WORK TO BE COMPLETED: Return all of the records exactly.

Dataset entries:
↓↓↓

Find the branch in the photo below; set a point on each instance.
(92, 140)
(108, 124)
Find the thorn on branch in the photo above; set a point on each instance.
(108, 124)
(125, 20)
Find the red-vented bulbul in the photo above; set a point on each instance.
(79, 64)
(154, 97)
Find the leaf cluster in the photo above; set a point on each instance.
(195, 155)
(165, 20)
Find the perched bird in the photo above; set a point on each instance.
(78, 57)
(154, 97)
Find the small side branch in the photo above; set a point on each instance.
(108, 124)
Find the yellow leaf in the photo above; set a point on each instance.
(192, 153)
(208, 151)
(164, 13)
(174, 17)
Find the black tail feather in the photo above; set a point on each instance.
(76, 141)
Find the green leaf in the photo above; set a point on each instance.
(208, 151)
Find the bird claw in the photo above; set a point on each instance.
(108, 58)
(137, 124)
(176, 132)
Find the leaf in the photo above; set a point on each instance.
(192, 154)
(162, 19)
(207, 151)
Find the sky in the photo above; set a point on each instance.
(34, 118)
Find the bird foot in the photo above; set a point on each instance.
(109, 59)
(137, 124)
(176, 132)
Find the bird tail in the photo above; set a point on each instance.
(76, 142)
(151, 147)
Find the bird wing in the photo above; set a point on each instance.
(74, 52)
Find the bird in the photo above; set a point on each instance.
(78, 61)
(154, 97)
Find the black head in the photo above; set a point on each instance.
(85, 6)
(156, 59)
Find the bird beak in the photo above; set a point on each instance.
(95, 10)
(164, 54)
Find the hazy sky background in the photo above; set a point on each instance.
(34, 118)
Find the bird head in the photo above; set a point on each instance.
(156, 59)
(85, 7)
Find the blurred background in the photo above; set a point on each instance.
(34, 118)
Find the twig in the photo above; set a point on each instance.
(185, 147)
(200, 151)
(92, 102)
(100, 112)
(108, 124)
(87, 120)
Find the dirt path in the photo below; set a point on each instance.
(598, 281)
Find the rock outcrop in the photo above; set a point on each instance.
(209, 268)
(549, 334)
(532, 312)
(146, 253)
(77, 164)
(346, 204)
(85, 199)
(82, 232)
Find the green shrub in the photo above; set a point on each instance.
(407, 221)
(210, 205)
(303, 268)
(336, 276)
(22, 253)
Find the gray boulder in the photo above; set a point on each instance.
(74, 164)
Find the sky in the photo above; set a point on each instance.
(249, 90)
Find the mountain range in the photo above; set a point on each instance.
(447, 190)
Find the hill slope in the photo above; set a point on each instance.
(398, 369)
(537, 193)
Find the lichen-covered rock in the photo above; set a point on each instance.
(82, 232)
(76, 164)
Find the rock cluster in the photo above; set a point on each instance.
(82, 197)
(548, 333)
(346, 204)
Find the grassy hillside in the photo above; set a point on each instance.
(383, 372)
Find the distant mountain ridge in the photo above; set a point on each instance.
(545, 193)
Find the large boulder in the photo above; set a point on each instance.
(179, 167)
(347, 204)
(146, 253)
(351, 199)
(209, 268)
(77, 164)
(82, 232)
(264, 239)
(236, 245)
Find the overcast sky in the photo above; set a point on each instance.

↑↑↑

TASK ANSWER:
Find the branch in the photo below; set a point on each instance.
(92, 140)
(108, 124)
Find the thorn on branch in the photo above; set a point on each instance.
(108, 124)
(125, 20)
Find the red-vented bulbul in the photo above; set a point on each instance.
(79, 64)
(154, 97)
Find the leaf cluster in the photo above; set a point on each instance.
(195, 155)
(165, 20)
Find the perched bird in the photo above; set a point on each instance.
(78, 57)
(154, 97)
Find the small side branch in the photo above; set a point on each instance.
(108, 124)
Find the yellow leaf in the photo above; set a point on each instance.
(192, 153)
(208, 151)
(164, 13)
(174, 17)
Find the black tail feather in the photo above; set a point on each instance.
(76, 141)
Find the green leaf in the photo above; set a point on each instance.
(208, 151)
Find the bird claw in the photo above; set a point on each instance.
(108, 58)
(137, 124)
(176, 132)
Find the leaf in the photo above; set a point on each instance.
(192, 154)
(162, 19)
(207, 151)
Find the sky in the photo above; set a point on each instance.
(34, 118)
Find the bird foot in the photo above; set a point on each instance.
(109, 59)
(137, 124)
(176, 132)
Find the bird tail in the photo above; set a point on each instance.
(76, 142)
(151, 147)
Find the bird wing in the photo above; set a point on each instance.
(74, 52)
Find the bird in the photo above; set a point on each instance.
(78, 61)
(154, 97)
Find the black head in the photo above; set a point on each instance.
(85, 6)
(156, 59)
Find the bird beak in the photo above; set a point on each instance.
(95, 10)
(164, 54)
Find the hazy sky background in the photo above; set a point on each instance.
(34, 118)
Find the bird head in the photo above; set a point on each instance.
(156, 59)
(85, 7)
Find the blurred background in the photo above; set a point on each instance.
(34, 118)
Find the twig in the photo above; set a point on each instance.
(185, 147)
(200, 151)
(92, 102)
(100, 112)
(108, 124)
(87, 120)
Find the dirt path in the photo below; set a point on each instance.
(598, 281)
Find the rock outcrop in the photo above; set a point on each instance.
(209, 268)
(549, 334)
(532, 312)
(146, 253)
(77, 164)
(346, 204)
(85, 199)
(82, 232)
Find the green shrub in the photo above; set a point on each instance.
(407, 221)
(210, 205)
(303, 268)
(336, 276)
(22, 253)
Find the gray boulder in the photo above; set a point on each instance.
(74, 164)
Find the sky in the photo above; set a point on each instance.
(249, 90)
Find the mountain range in the photo above; set a point on each instance.
(447, 190)
Find the hill slope in the photo above; set a point on each instance.
(398, 369)
(537, 193)
Find the lichen-covered rock in the photo above; set a point on each instance.
(82, 232)
(76, 164)
Find the rock cluster in the photo above; set a point on each instance.
(82, 197)
(548, 333)
(346, 204)
Find the grassy hillside in the photo above; set a point on each instance.
(383, 372)
Find the distant mountain ridge in the photo above; set a point on each instance.
(545, 193)
Find the large boulder in the photo above; set a point on each instance.
(179, 167)
(347, 204)
(146, 253)
(351, 199)
(209, 268)
(77, 164)
(82, 232)
(264, 239)
(236, 245)
Find the overcast sky in the photo above; set a point on each instance.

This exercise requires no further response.